Aim
Repeat the whole listing exactly as written.

(Saved entries)
━━━━━━━━

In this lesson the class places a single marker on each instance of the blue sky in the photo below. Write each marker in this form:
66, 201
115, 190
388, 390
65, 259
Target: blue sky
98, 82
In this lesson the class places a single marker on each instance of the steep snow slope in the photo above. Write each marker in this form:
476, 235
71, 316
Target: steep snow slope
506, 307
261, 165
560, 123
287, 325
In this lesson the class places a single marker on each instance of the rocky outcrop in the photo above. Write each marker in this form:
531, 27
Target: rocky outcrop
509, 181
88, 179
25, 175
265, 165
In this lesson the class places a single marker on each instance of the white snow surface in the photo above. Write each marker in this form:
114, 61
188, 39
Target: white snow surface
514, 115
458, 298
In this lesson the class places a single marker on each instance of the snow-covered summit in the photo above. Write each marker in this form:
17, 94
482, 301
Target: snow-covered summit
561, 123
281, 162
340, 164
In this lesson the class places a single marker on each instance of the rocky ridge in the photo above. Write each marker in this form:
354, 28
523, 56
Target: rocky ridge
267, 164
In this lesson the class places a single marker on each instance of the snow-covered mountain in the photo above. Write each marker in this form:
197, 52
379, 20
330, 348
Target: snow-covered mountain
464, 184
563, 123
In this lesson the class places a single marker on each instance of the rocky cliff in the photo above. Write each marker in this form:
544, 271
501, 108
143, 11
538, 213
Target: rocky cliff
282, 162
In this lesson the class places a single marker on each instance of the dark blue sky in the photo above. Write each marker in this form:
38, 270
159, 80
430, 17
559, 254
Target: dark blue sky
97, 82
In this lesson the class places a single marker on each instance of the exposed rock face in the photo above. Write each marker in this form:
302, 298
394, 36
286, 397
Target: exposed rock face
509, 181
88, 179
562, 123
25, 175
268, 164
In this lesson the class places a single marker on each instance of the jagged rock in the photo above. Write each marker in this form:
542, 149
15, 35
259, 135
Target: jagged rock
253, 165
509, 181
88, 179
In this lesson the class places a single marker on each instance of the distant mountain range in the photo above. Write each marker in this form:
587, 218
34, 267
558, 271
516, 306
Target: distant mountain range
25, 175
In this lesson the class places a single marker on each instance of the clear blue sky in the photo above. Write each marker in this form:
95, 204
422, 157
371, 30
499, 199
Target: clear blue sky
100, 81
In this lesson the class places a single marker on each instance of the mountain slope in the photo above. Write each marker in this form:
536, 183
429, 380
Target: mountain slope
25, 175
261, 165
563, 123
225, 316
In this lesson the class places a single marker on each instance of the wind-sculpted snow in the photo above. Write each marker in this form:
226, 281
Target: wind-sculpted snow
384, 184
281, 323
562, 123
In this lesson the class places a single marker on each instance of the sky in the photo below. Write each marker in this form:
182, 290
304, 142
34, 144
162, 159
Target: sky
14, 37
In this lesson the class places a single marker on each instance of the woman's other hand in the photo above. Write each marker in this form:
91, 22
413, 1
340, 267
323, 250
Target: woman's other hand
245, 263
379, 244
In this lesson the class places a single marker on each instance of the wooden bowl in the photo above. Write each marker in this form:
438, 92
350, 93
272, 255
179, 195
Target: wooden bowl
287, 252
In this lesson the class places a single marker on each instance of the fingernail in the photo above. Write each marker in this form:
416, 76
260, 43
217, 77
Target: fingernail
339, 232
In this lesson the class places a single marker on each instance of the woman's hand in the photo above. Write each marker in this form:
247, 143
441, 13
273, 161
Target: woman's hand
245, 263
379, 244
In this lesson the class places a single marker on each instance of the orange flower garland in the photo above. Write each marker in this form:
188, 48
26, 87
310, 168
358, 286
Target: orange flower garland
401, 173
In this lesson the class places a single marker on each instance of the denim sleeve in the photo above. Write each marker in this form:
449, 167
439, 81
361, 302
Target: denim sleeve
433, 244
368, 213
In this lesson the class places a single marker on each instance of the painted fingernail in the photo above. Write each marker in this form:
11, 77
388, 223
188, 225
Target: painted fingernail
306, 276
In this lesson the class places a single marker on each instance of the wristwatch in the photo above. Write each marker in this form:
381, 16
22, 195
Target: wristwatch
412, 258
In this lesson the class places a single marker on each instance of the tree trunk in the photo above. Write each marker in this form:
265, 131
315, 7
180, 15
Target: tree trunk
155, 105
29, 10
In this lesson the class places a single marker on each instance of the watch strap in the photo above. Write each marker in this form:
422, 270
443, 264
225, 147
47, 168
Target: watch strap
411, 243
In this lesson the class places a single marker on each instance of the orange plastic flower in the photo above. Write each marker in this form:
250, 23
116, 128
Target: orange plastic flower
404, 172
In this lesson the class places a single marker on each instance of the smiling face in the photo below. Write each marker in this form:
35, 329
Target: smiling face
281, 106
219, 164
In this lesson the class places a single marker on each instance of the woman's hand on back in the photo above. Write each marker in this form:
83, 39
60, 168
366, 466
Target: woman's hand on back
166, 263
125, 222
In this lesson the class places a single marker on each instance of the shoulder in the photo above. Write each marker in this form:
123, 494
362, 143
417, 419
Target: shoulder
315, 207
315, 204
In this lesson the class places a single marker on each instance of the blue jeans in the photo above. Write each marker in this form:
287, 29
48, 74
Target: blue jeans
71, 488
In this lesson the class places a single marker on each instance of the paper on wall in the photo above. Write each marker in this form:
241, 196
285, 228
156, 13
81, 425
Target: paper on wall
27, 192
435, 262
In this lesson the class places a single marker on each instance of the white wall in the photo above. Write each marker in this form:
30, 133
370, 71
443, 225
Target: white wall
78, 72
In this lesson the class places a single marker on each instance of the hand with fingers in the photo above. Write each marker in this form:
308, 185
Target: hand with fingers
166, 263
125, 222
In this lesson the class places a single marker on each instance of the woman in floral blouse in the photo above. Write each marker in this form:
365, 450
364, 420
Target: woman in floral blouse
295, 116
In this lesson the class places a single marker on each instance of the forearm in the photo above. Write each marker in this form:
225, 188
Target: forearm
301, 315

━━━━━━━━

Result for this exercise
In this lesson the class places a single marker on each instance of the blue sky in the photo below. Write each marker in this form:
66, 201
115, 190
388, 390
65, 259
Target: blue sky
98, 82
In this lesson the class places a single marker on each instance of the steep snow slope in the photo above. Write each marker in this form:
476, 235
71, 316
Target: steep snow slope
506, 307
261, 165
560, 123
287, 325
In this lesson the class places a single marker on each instance of the rocky outcrop in the photo above. Write each marker in this form:
531, 27
Target: rocky outcrop
509, 181
88, 179
25, 175
265, 165
In this lesson the class places a single marker on each instance of the white snow surface in the photo above. Write each marker in this form:
114, 61
188, 39
Target: white snow surface
514, 115
458, 298
In this lesson the class places a single marker on each instance of the snow-covered summit in the photo above. Write each marker in this form:
17, 94
482, 301
Target: snow-covered summit
561, 123
281, 162
340, 164
In this lesson the class places a single marker on each instance of the rocky ridge in the photo above. Write each marker in this form:
354, 28
523, 56
Target: rocky ridge
267, 164
In this lesson the class places a single marker on each instance of the snow-covered mountain in the photo above. Write each marker in this form:
197, 52
379, 20
330, 348
Target: snow-covered mountain
464, 184
563, 123
In this lesson the class places a single marker on each instance of the rocky cliff in the photo above. Write each marker in this form:
544, 271
501, 108
143, 11
538, 213
Target: rocky cliff
282, 162
In this lesson the class places a single marker on each instance of the dark blue sky in the photo above. Write each marker in this form:
38, 270
159, 80
430, 17
559, 254
Target: dark blue sky
97, 82
In this lesson the class places a single marker on each instance of the exposed rock face in the photo above. Write each marker in this form:
302, 298
394, 36
286, 397
Target: exposed rock face
509, 181
88, 179
562, 123
25, 175
268, 164
In this lesson the class places a single marker on each instance of the jagged rock in the photo above. Write each marker in this form:
542, 149
15, 35
259, 135
Target: jagged rock
253, 165
509, 181
88, 179
In this lesson the class places a single marker on each instance of the distant mountain range in the photo above. Write each marker in this form:
587, 218
34, 267
558, 271
516, 306
Target: distant mountain range
25, 175
In this lesson the class places a single marker on each instance of the clear blue sky in the photo above. Write each marker in this form:
95, 204
422, 157
371, 30
499, 199
Target: clear blue sky
100, 81
In this lesson the class places a single marker on each instance of the mountain slope in the photo above. Write each marker in this form:
536, 183
429, 380
Target: mountain slope
25, 175
261, 165
563, 123
225, 316
In this lesson the class places a single marker on each instance of the wind-sculpted snow in the photo above. Write each marker in this form:
226, 281
Target: wind-sculpted snow
384, 184
281, 323
562, 123
In this lesson the class places a single marker on each instance of the sky in the photo below. Write each marker in this form:
182, 290
304, 142
34, 144
162, 159
Target: sky
14, 37
In this lesson the class places a single marker on each instance of the woman's other hand in the photo above. Write each marker in this form:
91, 22
413, 1
340, 267
323, 250
Target: woman's other hand
245, 263
379, 244
In this lesson the class places a single marker on each instance of the wooden bowl in the photo above. Write each marker in this form:
438, 92
350, 93
272, 255
179, 195
Target: wooden bowl
287, 252
In this lesson the class places a single marker on each instance of the fingernail in the photo above. Write each marker in this form:
416, 76
260, 43
217, 77
Target: fingernail
339, 232
In this lesson the class places a single marker on each instance of the woman's hand in the photo above. Write each marker in this form:
247, 143
441, 13
273, 161
Target: woman's hand
245, 263
379, 244
In this lesson the class places a single marker on each instance of the orange flower garland in the photo above. Write each marker in this form:
188, 48
26, 87
310, 168
358, 286
Target: orange flower garland
401, 173
In this lesson the class places a single marker on each instance of the denim sleeve in the photo above. Write each marker in this form:
449, 167
439, 81
361, 302
Target: denim sleeve
433, 244
368, 213
In this lesson the class places a single marker on each instance of the painted fingernail in the photo above. Write each marker in this form:
11, 77
388, 223
188, 225
Target: painted fingernail
306, 276
In this lesson the class places a single marker on each instance of the wristwatch in the photo above. Write each marker in this form:
381, 16
22, 195
Target: wristwatch
412, 258
In this lesson the class places a single marker on each instance of the tree trunk in the photo above. Write each marker in this form:
265, 131
315, 7
180, 15
Target: tree trunk
155, 105
29, 10
In this lesson the class places a single marker on each instance of the watch strap in the photo above. Write each marker in this form:
422, 270
443, 264
225, 147
47, 168
Target: watch strap
411, 243
In this lesson the class places a single marker on each instance of the orange plastic flower in the photo above. Write each marker in this form:
250, 23
116, 128
Target: orange plastic flower
404, 172
In this lesson the class places a single marker on each instance of the smiling face in the photo below. Write each marker in this form:
35, 329
Target: smiling face
281, 106
219, 164
In this lesson the class places a single marker on each instance of the woman's hand on back in the photo above. Write each marker in this form:
83, 39
60, 168
366, 466
Target: woman's hand on back
166, 263
125, 222
In this lesson the class places a single marker on each instance of the shoulder in the photo above. Write each marker in this form:
123, 494
362, 143
417, 419
Target: shoulder
315, 207
315, 204
In this lesson the class places a single marker on each instance of the blue jeans in the photo above. Write each marker in this form:
287, 29
48, 74
Target: blue jeans
71, 488
In this lesson the class places a single marker on each instance of the paper on wall in the photo above. Write each marker in this form:
241, 196
285, 228
156, 13
81, 425
Target: paper on wall
27, 192
435, 262
In this lesson the class places a single marker on each instance of the white wall in the photo above. Write each marker in this form:
30, 133
370, 71
443, 225
Target: white wall
78, 72
In this lesson the class places a single marker on each instance of the hand with fingers in the photo above. Write each marker in this form:
308, 185
Target: hand with fingers
166, 263
125, 222
In this lesson the class places a single marker on each instance of the woman in floral blouse in the photo above. Write each marker in this form:
365, 450
364, 420
Target: woman in floral blouse
295, 116
In this lesson the class places a single marker on each instance of the forearm in the photo above. Write each marker in this form:
225, 188
Target: forearm
301, 315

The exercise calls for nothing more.